Note that $G/N$ has order $2$, so either $C_G(N)=N$ or $C_G(N)=G$. In the latter case, you get a direct product $C_5 \times C_3 \times C_2 = C_{30}$. So assume that $C_G(N)=N$. Now you can define a map $\phi: C_2 \to \operatorname{Out}(H)$ as the map defined by the action of $G/N$ by conjugation on $N$ (this is the NC theorem). There are three possibilities for $G/N = C_2$:

  • It acts trivially on $C_5$, but not on $C_3$. In this case you get $C_5 \times (C_3 \rtimes C_2) = C_5 \times D_6$.
  • It acts trivially on $C_3$, but not on $C_5$. In this case you get $C_3 \times (C_5 \rtimes C_2) = C_5 \times D_{10}$.
  • It acts non-trivially on both $C_5$ and $C_3$. In this case, you get $(C_5 \times C_3) \rtimes C_2 = C_{15}\rtimes C_2 = D_{30}$.

Essentially, you are looking at how a $C_2$ can act on two factors, each of which has a single automorphism of order two (so the action is either that automorphism, or trivial).

**Information supplied**
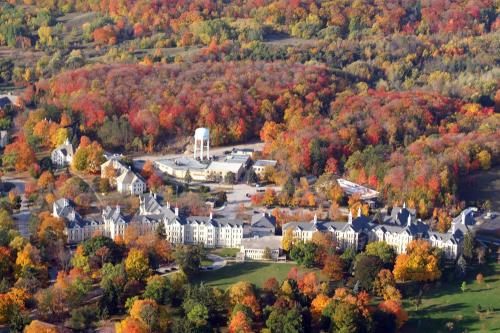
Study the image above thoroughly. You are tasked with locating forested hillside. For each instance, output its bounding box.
[0,0,500,213]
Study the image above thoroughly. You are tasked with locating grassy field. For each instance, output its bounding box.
[402,264,500,333]
[192,262,316,289]
[201,259,214,267]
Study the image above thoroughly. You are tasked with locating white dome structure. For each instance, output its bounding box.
[193,127,210,161]
[194,127,210,140]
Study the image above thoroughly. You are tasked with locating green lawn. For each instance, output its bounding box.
[208,247,240,258]
[402,264,500,333]
[192,262,316,289]
[201,259,214,267]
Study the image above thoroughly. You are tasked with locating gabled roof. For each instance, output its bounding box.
[384,206,416,226]
[54,139,74,157]
[102,206,130,223]
[186,216,243,228]
[251,213,276,228]
[116,170,145,186]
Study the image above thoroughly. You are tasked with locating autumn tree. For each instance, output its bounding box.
[24,320,62,333]
[125,248,151,281]
[281,228,293,251]
[322,254,344,281]
[229,311,253,333]
[393,240,441,281]
[378,300,408,328]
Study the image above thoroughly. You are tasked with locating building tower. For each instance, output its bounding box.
[193,127,210,161]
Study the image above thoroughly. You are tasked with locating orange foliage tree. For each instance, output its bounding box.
[393,240,441,281]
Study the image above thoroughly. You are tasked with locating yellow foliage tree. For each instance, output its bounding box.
[125,248,151,281]
[281,229,293,251]
[311,294,331,324]
[228,281,254,305]
[24,320,62,333]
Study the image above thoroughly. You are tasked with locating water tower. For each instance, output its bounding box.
[193,127,210,161]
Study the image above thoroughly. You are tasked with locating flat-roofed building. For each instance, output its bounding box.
[153,156,208,181]
[206,161,245,180]
[252,160,278,177]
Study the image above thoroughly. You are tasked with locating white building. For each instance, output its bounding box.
[252,160,278,177]
[101,156,128,178]
[153,156,208,181]
[101,157,147,195]
[116,170,147,195]
[240,236,282,260]
[250,213,276,237]
[193,127,210,161]
[337,178,380,200]
[52,198,105,244]
[283,206,475,259]
[50,139,74,167]
[0,130,9,148]
[283,210,373,250]
[205,161,245,180]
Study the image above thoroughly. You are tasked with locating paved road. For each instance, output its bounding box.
[205,254,227,271]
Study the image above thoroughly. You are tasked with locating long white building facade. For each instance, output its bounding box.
[52,194,244,248]
[283,206,477,259]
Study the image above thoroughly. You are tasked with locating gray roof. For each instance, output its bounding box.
[185,216,243,228]
[383,206,416,225]
[251,213,276,228]
[116,170,145,185]
[226,154,250,165]
[139,193,179,221]
[154,156,208,170]
[254,160,278,167]
[53,198,102,229]
[241,236,281,250]
[54,140,74,156]
[102,206,130,223]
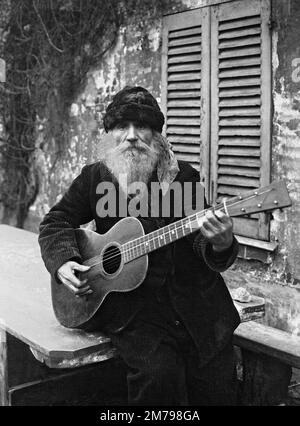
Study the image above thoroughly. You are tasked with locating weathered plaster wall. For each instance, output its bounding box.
[27,0,300,334]
[0,0,10,217]
[226,0,300,334]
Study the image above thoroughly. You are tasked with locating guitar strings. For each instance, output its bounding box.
[85,189,272,268]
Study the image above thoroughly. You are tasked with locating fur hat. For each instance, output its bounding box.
[103,86,165,133]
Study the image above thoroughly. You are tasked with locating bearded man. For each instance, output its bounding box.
[39,86,240,406]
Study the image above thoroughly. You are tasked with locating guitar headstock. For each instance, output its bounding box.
[227,181,292,217]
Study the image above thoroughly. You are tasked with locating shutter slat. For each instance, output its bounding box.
[168,108,200,117]
[173,144,200,155]
[169,34,201,48]
[167,99,201,108]
[167,126,200,135]
[219,78,261,88]
[219,118,261,127]
[169,26,201,41]
[219,96,261,108]
[220,107,261,117]
[168,80,201,90]
[168,54,201,64]
[219,137,260,146]
[219,26,261,40]
[168,62,201,73]
[218,157,261,167]
[167,118,200,127]
[219,56,260,69]
[168,44,201,56]
[175,152,199,167]
[218,166,260,178]
[219,87,261,98]
[219,36,261,50]
[219,127,261,136]
[219,67,261,79]
[168,72,200,82]
[168,90,200,99]
[219,47,261,59]
[219,147,260,157]
[219,16,261,31]
[168,135,200,146]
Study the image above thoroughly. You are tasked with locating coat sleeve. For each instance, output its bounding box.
[180,166,238,272]
[39,166,93,275]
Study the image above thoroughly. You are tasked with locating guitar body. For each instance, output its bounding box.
[51,217,148,328]
[51,181,292,328]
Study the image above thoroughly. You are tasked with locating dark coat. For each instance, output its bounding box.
[39,161,240,362]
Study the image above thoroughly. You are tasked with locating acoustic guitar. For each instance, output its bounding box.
[51,181,291,328]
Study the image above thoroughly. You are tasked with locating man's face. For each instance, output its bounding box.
[112,121,153,152]
[105,121,159,193]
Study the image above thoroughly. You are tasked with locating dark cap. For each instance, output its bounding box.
[103,86,165,133]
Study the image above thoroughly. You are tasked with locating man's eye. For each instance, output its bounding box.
[116,124,126,130]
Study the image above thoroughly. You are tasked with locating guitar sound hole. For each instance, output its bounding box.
[102,246,122,274]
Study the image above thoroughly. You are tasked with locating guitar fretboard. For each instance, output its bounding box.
[122,212,211,263]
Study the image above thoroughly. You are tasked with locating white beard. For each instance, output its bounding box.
[104,144,159,197]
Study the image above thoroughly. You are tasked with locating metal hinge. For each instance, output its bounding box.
[268,18,277,31]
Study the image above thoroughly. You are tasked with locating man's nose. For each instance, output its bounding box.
[126,124,138,142]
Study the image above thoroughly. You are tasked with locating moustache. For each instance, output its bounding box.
[116,142,152,153]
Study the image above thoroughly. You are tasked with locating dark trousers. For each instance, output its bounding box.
[108,298,237,406]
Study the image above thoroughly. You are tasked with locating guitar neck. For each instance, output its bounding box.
[123,181,291,262]
[123,206,221,262]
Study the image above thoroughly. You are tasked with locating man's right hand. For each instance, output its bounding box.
[57,260,93,297]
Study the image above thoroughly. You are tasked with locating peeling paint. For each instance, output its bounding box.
[24,0,300,334]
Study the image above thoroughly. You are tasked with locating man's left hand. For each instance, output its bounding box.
[198,210,233,252]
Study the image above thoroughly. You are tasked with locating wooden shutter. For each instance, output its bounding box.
[210,0,271,240]
[162,9,210,178]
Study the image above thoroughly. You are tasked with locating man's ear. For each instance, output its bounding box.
[98,130,117,159]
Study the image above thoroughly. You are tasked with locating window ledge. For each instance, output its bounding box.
[236,235,278,264]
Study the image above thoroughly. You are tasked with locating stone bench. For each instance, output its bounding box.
[0,225,300,406]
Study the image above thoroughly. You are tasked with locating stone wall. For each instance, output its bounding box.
[16,0,300,334]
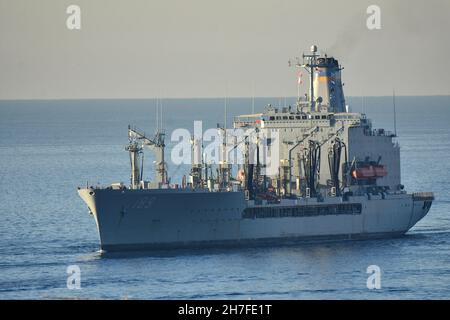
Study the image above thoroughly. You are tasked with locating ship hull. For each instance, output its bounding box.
[79,189,431,251]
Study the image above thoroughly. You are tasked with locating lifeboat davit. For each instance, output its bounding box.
[352,165,387,179]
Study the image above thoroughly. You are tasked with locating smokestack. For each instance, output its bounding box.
[314,56,345,113]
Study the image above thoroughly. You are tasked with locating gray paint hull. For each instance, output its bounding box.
[78,189,431,251]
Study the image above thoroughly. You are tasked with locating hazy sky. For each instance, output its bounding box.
[0,0,450,99]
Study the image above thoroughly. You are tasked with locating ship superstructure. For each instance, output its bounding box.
[78,46,434,250]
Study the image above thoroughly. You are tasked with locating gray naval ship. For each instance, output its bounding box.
[78,46,434,251]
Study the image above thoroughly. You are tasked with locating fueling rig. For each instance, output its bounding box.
[78,46,434,250]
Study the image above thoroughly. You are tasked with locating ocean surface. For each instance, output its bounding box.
[0,96,450,299]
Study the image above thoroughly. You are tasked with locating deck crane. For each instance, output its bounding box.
[126,126,168,188]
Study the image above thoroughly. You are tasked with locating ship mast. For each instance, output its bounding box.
[289,45,319,111]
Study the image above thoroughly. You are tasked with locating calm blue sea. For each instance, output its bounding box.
[0,96,450,299]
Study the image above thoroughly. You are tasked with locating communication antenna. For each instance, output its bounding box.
[392,89,397,136]
[224,91,227,129]
[155,97,159,131]
[159,98,163,130]
[252,83,255,114]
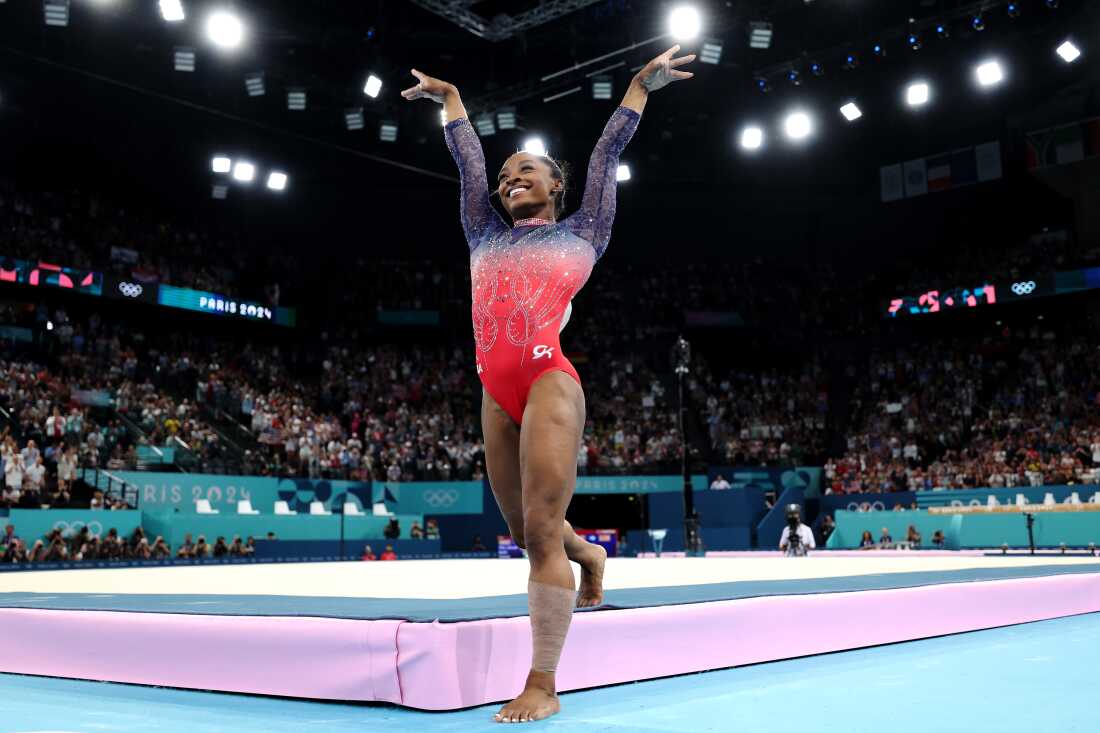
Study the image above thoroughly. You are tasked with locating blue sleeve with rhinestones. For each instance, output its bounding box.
[567,107,641,259]
[443,118,507,252]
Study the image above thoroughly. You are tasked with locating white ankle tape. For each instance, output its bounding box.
[527,580,576,672]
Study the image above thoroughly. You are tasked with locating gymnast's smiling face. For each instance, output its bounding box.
[496,153,564,220]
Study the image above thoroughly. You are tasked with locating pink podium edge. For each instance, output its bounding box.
[0,573,1100,710]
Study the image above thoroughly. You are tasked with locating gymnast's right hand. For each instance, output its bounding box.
[402,69,455,105]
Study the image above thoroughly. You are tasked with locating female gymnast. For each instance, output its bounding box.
[402,45,695,723]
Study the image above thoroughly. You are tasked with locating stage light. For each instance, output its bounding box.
[669,6,703,41]
[233,161,256,183]
[749,22,772,48]
[905,81,932,107]
[344,107,364,132]
[286,87,307,112]
[1057,41,1081,64]
[474,114,496,138]
[975,61,1004,87]
[42,0,68,28]
[524,138,547,155]
[783,112,814,140]
[592,76,612,99]
[244,72,267,97]
[496,107,516,130]
[157,0,185,23]
[267,171,287,190]
[741,125,763,150]
[699,39,723,64]
[207,10,244,48]
[363,74,382,99]
[173,46,195,72]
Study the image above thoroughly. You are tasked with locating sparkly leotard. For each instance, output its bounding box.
[446,107,641,423]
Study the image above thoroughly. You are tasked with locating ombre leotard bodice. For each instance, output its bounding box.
[446,107,640,423]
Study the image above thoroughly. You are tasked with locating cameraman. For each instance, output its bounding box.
[779,504,817,557]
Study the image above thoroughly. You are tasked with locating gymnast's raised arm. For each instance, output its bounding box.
[568,45,695,258]
[402,69,507,251]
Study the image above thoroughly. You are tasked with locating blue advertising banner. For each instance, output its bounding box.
[373,481,485,514]
[3,510,141,547]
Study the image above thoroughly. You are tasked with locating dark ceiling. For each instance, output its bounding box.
[0,0,1100,263]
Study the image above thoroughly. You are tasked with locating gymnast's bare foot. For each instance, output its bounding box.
[493,669,558,723]
[576,543,607,609]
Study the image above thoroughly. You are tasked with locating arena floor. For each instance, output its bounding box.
[0,613,1100,733]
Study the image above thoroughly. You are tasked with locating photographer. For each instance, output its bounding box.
[779,504,817,557]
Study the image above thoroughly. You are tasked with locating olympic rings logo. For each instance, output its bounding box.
[421,489,459,508]
[53,522,103,537]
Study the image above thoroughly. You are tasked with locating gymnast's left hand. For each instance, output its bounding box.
[635,44,695,91]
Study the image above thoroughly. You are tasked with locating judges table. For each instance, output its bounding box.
[142,512,424,547]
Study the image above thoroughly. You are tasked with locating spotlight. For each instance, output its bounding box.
[783,112,813,140]
[474,114,496,138]
[244,72,267,97]
[741,125,763,150]
[524,138,547,155]
[975,61,1004,87]
[592,76,612,99]
[669,6,703,41]
[1057,41,1081,64]
[905,81,931,107]
[233,161,256,183]
[363,74,382,99]
[840,102,864,122]
[207,10,244,48]
[157,0,185,23]
[749,22,772,48]
[699,39,722,64]
[42,0,68,28]
[496,107,516,130]
[286,87,306,112]
[267,171,287,190]
[344,107,364,132]
[173,46,195,72]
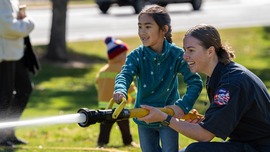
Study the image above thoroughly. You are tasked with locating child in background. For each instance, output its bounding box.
[113,5,202,152]
[96,37,138,148]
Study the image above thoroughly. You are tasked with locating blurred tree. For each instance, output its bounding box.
[45,0,69,62]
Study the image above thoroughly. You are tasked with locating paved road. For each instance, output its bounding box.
[28,0,270,44]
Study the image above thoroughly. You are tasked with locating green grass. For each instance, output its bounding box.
[1,27,270,152]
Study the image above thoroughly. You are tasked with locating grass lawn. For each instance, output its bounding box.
[0,27,270,152]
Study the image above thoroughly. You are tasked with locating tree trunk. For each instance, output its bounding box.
[46,0,69,62]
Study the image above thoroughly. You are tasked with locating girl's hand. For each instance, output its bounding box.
[166,105,185,119]
[185,109,204,124]
[113,92,126,104]
[138,105,168,123]
[17,5,26,19]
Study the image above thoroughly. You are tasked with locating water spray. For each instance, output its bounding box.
[0,100,204,129]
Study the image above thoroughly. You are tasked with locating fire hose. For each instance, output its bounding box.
[78,98,204,127]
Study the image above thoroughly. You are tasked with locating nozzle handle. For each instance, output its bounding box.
[106,98,127,119]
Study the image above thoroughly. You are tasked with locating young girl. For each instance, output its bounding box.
[140,24,270,152]
[113,5,202,152]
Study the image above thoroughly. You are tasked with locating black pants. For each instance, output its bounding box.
[0,58,33,138]
[185,142,270,152]
[98,120,132,145]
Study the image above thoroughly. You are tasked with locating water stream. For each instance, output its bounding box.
[0,113,86,129]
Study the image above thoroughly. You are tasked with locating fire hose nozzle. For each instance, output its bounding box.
[77,108,130,127]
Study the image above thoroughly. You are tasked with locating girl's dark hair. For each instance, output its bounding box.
[185,24,235,65]
[138,5,172,43]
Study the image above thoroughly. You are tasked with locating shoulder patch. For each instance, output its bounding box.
[214,89,230,106]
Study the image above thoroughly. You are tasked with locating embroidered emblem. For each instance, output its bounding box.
[214,89,230,105]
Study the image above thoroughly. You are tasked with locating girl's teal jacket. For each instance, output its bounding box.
[114,40,202,128]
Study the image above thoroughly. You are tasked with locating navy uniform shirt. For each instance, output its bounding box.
[200,62,270,145]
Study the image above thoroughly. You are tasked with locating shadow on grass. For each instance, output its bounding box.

**Exercises**
• a. In the group theory excerpt, which group do you get when $C_G(N)=G$?
• b. Can you write a short paragraph that carries the group theory excerpt on from its final sentence?
The records aren't needed for anything here.

**Set of answers**
• a. The direct product $C_5 \times C_3 \times C_2 = C_{30}$.

• b.
For the second one, it's the same logic, but now you are looking at maps $\phi: C_2 \times C_2 \to C_2$ (where the latter is $\operatorname{Aut}(C_3)$). Let $C_2 \times C_2 = \langle a \rangle \times \langle b \rangle$. Take the preimage of $C_2 = \operatorname{Aut}(C_3)$: it can be one of three subgroups $\langle a \rangle$, $\langle b \rangle$, $\langle ab \rangle$. Call it $T$. Whatever it is, you can still write:

$$ G = (C_3 \rtimes T) \times C_2$$

as follows

  • $ G = (C_3 \rtimes \langle a \rangle) \times \langle b \rangle$
  • $ G = (C_3 \rtimes \langle b \rangle) \times \langle a \rangle$
  • $ G = (C_3 \rtimes \langle ab \rangle) \times \langle a \rangle$

and so all the semidirect products are isomorphic.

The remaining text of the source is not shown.